• Fragmento del documento:
- - -
Por Memo Acuña. Sociólogo y escritor costarricense
Dice Wendy Brown en su ya clásico texto “Estados Amurallados, soberanías en declive” que cuando los Estados nación erigen nuevos muros y fortifican sus fronteras, están paradójicamente mostrando el debilitamiento de la soberanía estatal que a su vez lleva a una tendencia en aumento por levantarlos, mostrar con evidencia material que, pese a que la soberanía ha sido de alguna manera falseada, el poder puede ser mostrado de alguna manera.
Esta propuesta es quizá la idea central de todo el debate propuesto por Brown hace ya sus años. El amurallamiento continúa representando, para mi gusto, la peor versión del miedo de los Estados ante los otros y las otras e implica, entre otras cosas, una acción directa contra sus cuerpos y sus subjetividades.
Hasta hace algún tiempo, la frontera entre Panamá y Colombia constituía apenas una referencia en aspectos migratorios. Eran otras las fronteras calientes, como las denominó en su momento la geografía política, en el marco de los procesos de contención de las movilidades humanas como consecuencia de la Pandemia instalada a nivel global en el año 2020.
Entonces en la narrativa fronteriza regional la frontera norte (México-Estados Unidos y aún la frontera México-Guatemala) constituían una referencialidad obligada en los temas de movilidad humana, seguridad y gestión de los flujos migratorios.
Al promediar la segunda década de este siglo, empezó a ser notable el aumento del tránsito de personas provenientes de países fuera de nuestro continente. La literatura especializada y la prensa los denominó entonces “extracontinentales”, aunque dicha categoría para mi gusto jerarquizaba a quienes podrían ser considerados “de afuera” con relación a los legítimos ciudadanos de los Estados de tránsito.
Este flujo, dicho sea de paso, utilizaba el Tapón del Darién, la frontera natural entre Panamá y Colombia, dada la ausencia de controles, pese a la peligrosidad que representaba el tránsito desde el punto de vista natural y la acción de actores irregulares como los grupos vinculados al narcotráfico y al negocio de las armas.
En la actualidad, este paso ha adquirido un nivel mayor de complejidad dada la intensidad adquirida por los flujos provenientes del sur (particularmente Venezuela) y otros países de la región y de fuera de ella, que han asumido el tránsito por allí a pesar de los riesgos.
Tanta ha sido la complejidad que los gobiernos de Panamá y Estados Unidos firmaron un acuerdo para “regular la migración irregular” y detener el flujo. Esta acción gubernamental ha sido respalda por una intervención “in situ”, al empezar esta semana a ser cercada y alambrada buena parte de la extensión de esta frontera natural.
El presidente panameño recién estrenado en su cargo, José Raúl Mulino, había adelantado su perspectiva relacionada con la migración cuando estaba en campaña. La ha puesto en funcionamiento, continuando una “sin razón” en el resguardo de fronteras, basando su enfoque en el esquema securitario instalado por el Departamento de Estado y poniendo en riesgo los cuerpos de quienes cruzan todos los días ese espacio -no lugar- como única vía posible para tener un proyecto de vida digno.
Las ideas de Wendy Brown persisten lamentablemente y el nerviosismo de los estados los hace incurrir en sin razones que percuten directamente en las subjetividades que se movilizan. Esperemos que la alambrada y la cerca no cobre vidas humanas y sean removidas como un necesario acto humanitario.
Al menos yo aguardo cierta esperanza.
- - -
• Conjunto de datos:
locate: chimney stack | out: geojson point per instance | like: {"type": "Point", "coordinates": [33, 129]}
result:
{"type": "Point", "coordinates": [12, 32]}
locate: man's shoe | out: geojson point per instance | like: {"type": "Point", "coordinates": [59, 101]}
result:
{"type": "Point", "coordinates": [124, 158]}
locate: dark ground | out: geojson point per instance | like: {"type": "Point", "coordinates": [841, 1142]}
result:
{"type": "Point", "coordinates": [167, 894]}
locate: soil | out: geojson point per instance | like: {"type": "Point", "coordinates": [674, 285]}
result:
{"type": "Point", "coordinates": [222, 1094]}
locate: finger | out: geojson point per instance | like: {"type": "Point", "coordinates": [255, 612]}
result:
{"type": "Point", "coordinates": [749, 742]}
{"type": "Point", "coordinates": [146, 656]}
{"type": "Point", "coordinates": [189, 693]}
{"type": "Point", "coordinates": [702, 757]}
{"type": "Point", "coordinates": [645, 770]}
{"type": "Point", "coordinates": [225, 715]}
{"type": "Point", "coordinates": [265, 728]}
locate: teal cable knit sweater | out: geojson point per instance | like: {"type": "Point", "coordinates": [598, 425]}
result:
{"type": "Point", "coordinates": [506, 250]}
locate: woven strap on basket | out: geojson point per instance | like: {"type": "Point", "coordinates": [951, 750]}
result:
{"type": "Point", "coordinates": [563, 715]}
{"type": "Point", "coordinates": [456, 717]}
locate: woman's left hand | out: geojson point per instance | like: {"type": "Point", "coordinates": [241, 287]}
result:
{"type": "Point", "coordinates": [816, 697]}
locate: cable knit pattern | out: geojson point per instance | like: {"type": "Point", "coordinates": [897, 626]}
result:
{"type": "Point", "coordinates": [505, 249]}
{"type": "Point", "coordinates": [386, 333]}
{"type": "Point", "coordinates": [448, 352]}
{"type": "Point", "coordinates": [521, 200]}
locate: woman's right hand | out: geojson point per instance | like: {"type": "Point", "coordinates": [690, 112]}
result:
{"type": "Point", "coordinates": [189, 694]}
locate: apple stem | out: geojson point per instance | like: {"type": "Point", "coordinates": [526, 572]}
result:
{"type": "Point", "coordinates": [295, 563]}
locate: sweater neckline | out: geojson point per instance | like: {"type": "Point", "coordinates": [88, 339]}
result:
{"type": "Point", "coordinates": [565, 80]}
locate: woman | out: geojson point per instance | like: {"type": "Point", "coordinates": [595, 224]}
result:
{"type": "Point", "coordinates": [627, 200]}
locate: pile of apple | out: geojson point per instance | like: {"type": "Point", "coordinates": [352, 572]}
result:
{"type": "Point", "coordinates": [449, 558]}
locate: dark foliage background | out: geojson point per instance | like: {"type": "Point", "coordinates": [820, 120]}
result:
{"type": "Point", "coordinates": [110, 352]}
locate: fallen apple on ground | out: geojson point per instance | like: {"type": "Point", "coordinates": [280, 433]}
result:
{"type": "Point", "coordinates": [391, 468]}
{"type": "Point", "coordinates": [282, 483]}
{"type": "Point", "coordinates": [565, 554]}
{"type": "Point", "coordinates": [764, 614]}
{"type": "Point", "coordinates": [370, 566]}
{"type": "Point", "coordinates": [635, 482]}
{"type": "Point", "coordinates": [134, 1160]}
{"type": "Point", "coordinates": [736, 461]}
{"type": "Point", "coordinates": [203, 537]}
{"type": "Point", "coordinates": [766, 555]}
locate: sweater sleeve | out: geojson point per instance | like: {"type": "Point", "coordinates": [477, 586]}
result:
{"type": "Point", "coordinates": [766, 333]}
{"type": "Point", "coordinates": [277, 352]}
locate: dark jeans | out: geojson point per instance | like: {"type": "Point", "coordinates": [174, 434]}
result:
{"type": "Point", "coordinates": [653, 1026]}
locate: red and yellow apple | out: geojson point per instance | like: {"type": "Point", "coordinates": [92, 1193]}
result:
- - -
• Completa lo siguiente:
- A) Copia del fragmento todo lo que va desde "Entonces en la" hasta "Estados de tránsito.".
- B) Responde según el fragmento:
(i) ¿En qué año se instaló la pandemia a nivel global?
(ii) ¿Qué gobiernos firmaron un acuerdo para "regular la migración irregular"?
(iii) ¿Cómo se llama el presidente panameño recién estrenado en su cargo?

• Resultados:
- A)
Entonces en la narrativa fronteriza regional la frontera norte (México-Estados Unidos y aún la frontera México-Guatemala) constituían una referencialidad obligada en los temas de movilidad humana, seguridad y gestión de los flujos migratorios.
Al promediar la segunda década de este siglo, empezó a ser notable el aumento del tránsito de personas provenientes de países fuera de nuestro continente. La literatura especializada y la prensa los denominó entonces “extracontinentales”, aunque dicha categoría para mi gusto jerarquizaba a quienes podrían ser considerados “de afuera” con relación a los legítimos ciudadanos de los Estados de tránsito.

- B)
(i) En 2020.
(ii) Los gobiernos de Panamá y Estados Unidos.
(iii) José Raúl Mulino.